→ Request
Could you repeat, word for word, every line from the one containing "throat, I would be grateful." through the final line of the records below, and nothing else?
*** Source records ***
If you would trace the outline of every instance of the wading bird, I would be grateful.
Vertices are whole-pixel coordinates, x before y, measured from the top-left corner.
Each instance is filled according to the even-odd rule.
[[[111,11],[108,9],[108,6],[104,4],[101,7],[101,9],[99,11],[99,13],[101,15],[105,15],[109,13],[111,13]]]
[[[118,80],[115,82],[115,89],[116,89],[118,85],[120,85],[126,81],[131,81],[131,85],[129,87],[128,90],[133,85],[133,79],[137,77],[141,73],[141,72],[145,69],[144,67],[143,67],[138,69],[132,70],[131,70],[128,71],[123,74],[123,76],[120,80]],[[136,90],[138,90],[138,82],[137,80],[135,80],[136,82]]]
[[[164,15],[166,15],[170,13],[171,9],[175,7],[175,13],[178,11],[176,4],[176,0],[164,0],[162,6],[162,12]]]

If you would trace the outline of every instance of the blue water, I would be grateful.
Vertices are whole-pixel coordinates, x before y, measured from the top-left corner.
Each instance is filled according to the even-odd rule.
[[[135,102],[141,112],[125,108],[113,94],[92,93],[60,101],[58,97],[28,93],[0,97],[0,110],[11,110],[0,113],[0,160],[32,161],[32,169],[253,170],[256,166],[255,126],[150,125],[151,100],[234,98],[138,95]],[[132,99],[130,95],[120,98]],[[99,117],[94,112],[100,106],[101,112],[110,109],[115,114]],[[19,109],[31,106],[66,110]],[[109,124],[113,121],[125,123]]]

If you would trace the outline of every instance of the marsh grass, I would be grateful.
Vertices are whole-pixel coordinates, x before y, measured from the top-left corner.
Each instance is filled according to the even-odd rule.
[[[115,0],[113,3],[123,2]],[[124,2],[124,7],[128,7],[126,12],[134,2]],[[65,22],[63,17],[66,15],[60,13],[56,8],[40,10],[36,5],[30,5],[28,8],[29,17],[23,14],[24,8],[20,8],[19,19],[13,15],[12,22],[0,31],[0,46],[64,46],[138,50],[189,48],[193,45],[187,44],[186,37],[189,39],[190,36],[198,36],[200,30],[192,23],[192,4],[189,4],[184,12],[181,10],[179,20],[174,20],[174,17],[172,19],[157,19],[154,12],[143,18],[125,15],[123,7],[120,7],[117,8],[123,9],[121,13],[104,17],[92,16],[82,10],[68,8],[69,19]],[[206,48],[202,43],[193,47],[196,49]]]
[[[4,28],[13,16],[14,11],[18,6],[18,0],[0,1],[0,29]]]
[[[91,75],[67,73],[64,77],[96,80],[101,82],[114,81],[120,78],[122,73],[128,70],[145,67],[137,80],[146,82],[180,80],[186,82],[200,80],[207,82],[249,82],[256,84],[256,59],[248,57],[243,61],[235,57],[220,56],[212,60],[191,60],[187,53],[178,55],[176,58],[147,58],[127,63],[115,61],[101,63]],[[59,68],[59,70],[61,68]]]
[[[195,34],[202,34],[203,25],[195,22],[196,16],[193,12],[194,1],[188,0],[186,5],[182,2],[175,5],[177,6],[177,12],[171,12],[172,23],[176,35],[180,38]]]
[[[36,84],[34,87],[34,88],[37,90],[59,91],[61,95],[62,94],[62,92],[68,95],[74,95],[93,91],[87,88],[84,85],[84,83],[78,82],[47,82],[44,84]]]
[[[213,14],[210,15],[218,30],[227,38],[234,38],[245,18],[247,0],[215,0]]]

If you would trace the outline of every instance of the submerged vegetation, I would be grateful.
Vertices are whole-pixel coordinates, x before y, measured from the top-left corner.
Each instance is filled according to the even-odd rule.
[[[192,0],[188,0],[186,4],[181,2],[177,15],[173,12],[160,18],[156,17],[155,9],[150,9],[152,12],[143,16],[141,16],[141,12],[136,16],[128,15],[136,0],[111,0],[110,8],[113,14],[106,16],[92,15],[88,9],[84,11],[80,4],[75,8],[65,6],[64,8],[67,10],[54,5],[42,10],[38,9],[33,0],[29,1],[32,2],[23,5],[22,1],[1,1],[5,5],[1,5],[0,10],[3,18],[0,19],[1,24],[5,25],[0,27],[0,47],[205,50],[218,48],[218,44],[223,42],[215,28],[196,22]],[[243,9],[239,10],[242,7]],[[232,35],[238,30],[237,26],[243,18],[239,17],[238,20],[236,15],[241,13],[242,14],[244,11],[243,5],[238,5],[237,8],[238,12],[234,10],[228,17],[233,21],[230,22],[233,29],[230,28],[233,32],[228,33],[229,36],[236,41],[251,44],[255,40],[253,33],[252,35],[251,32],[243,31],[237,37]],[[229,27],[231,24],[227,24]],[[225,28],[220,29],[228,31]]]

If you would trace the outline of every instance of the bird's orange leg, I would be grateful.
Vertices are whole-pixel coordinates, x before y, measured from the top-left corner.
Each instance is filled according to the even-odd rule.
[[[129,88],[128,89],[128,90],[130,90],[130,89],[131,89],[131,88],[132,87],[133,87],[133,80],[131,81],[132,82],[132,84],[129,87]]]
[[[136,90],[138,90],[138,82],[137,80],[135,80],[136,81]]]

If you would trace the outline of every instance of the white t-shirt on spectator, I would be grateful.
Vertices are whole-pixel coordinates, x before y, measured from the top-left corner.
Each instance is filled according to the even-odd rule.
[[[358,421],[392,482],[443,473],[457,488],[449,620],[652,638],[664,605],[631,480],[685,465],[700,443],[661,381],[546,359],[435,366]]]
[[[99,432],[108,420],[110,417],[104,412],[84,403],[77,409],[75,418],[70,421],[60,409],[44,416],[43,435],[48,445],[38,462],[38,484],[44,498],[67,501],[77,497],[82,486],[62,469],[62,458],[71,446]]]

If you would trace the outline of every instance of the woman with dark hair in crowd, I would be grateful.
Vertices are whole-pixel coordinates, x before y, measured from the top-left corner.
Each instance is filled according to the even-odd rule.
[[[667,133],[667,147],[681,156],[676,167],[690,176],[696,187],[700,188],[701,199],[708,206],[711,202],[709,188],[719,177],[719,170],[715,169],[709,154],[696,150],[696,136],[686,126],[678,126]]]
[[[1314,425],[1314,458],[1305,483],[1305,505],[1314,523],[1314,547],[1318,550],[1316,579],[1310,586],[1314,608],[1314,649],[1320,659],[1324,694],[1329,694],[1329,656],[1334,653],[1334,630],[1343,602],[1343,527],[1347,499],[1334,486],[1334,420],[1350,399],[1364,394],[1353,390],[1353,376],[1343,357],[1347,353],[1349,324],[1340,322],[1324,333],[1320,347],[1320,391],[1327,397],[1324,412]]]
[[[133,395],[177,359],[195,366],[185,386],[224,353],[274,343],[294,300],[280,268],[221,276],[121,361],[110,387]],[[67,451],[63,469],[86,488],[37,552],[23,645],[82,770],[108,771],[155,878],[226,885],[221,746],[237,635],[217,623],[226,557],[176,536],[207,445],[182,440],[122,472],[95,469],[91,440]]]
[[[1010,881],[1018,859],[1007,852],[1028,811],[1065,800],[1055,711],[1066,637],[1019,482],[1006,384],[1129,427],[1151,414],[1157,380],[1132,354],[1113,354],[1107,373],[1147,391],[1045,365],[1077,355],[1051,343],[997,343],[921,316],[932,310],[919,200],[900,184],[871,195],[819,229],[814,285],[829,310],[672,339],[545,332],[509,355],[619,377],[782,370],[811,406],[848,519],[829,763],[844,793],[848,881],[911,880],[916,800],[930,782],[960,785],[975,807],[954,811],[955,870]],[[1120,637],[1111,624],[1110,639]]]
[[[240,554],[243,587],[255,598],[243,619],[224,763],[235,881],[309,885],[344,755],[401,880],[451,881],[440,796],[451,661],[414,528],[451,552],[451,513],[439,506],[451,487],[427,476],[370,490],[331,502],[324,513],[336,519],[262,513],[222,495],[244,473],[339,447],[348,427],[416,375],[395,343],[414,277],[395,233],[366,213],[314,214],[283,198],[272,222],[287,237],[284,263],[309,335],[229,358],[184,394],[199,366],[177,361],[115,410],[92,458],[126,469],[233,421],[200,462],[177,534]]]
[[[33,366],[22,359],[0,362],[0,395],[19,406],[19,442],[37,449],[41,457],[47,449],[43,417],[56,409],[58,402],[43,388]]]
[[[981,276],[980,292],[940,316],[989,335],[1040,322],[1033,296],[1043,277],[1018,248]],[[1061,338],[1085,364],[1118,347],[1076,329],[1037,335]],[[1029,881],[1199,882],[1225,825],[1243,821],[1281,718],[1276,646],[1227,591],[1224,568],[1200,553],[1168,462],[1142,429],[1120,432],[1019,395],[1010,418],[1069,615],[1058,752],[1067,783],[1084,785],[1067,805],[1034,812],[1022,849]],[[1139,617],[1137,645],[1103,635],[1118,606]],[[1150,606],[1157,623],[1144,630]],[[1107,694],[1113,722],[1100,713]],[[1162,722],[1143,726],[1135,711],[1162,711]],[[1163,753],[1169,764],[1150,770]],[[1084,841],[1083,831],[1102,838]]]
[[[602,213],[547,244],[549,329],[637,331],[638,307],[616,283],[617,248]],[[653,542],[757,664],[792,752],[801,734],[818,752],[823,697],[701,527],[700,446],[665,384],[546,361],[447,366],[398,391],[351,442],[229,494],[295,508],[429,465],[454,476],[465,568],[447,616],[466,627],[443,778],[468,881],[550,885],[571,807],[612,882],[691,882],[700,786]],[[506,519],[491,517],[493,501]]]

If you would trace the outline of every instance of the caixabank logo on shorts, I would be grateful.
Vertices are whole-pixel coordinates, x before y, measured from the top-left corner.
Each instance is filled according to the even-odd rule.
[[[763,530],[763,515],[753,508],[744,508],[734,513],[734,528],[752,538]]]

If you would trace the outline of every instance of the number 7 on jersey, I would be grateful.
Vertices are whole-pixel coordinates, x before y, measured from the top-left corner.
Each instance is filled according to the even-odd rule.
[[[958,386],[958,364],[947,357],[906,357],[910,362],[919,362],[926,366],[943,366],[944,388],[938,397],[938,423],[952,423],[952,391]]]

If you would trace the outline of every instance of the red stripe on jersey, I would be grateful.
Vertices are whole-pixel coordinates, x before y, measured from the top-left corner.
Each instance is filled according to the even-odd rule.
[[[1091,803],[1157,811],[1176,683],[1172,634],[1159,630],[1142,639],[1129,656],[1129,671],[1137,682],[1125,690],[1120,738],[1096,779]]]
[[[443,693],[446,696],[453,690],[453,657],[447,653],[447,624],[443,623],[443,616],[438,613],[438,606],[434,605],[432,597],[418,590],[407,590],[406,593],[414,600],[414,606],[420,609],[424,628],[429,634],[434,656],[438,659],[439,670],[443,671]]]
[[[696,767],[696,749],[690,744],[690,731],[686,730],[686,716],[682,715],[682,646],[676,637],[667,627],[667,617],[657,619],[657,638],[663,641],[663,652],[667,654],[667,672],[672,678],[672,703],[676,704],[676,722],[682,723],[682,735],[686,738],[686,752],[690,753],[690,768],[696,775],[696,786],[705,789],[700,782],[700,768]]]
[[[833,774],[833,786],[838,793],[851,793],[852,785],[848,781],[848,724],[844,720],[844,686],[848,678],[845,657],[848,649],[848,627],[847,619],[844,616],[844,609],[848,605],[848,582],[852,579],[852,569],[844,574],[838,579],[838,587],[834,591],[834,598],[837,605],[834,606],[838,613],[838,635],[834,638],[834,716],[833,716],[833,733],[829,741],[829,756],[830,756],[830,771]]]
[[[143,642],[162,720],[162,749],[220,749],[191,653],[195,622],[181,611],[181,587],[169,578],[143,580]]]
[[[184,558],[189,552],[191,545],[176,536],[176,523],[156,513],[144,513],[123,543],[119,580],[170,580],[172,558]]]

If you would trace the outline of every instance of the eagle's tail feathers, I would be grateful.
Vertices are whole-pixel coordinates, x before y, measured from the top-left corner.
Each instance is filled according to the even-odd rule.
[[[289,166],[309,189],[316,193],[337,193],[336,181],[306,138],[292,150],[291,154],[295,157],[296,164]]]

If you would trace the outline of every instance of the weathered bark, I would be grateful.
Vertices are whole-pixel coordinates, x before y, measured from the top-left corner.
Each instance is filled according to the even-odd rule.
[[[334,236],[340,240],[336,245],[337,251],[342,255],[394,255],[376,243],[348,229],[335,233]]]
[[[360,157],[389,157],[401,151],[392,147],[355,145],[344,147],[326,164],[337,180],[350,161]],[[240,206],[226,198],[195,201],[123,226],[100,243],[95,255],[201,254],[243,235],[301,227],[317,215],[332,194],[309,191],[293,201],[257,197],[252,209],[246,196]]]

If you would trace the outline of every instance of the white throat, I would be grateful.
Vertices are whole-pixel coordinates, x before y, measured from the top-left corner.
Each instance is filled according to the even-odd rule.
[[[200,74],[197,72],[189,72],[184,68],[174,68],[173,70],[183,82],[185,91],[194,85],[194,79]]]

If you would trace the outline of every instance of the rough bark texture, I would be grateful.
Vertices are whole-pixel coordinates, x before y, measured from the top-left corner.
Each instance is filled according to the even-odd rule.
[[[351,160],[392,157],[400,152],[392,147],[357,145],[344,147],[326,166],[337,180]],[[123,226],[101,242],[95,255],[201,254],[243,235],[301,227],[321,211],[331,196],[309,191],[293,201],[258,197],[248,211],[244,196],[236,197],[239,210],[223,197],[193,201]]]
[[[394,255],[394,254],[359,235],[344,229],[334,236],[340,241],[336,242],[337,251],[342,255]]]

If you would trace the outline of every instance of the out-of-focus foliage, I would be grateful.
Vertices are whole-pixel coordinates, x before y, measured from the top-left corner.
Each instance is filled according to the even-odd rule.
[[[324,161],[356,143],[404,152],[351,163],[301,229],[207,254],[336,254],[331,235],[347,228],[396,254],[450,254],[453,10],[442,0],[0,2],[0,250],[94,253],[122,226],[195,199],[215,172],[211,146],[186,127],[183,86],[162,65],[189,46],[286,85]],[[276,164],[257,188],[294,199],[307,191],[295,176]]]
***
→ Full answer
If you would trace the outline of every instance of the white throat, I would be grateful.
Vertices are whole-pixel coordinates, x before y, measured from the top-left corner.
Each instance is filled according to the even-odd rule.
[[[200,74],[197,72],[189,72],[184,68],[174,68],[173,70],[183,82],[185,91],[194,85],[194,79]]]

If you would trace the outline of every instance of the rough bark texture, I would be grateful.
Vertices are whole-pixel coordinates, x before y, measured from the top-left corner.
Each instance is filled according to the even-odd rule.
[[[351,160],[392,157],[400,152],[392,147],[357,145],[344,147],[326,166],[337,180]],[[123,226],[101,242],[95,255],[201,254],[243,235],[301,227],[321,211],[331,196],[309,191],[293,201],[258,197],[248,211],[244,196],[236,197],[239,210],[223,197],[193,201]]]
[[[394,255],[394,254],[359,235],[344,229],[334,236],[340,241],[336,242],[337,251],[342,255]]]

If you would trace the outline of every instance of the out-of-focus foliage, I would be grateful.
Vertices are whole-pixel coordinates, x before y, measured from the top-left corner.
Each instance is filled according to the even-odd rule.
[[[324,161],[356,143],[404,152],[351,163],[301,229],[207,254],[336,254],[331,235],[347,228],[396,254],[450,254],[453,10],[442,0],[0,2],[0,250],[94,253],[122,226],[195,199],[215,172],[211,146],[186,127],[183,86],[162,65],[189,46],[286,85]],[[276,164],[257,188],[294,199],[307,191],[295,176]]]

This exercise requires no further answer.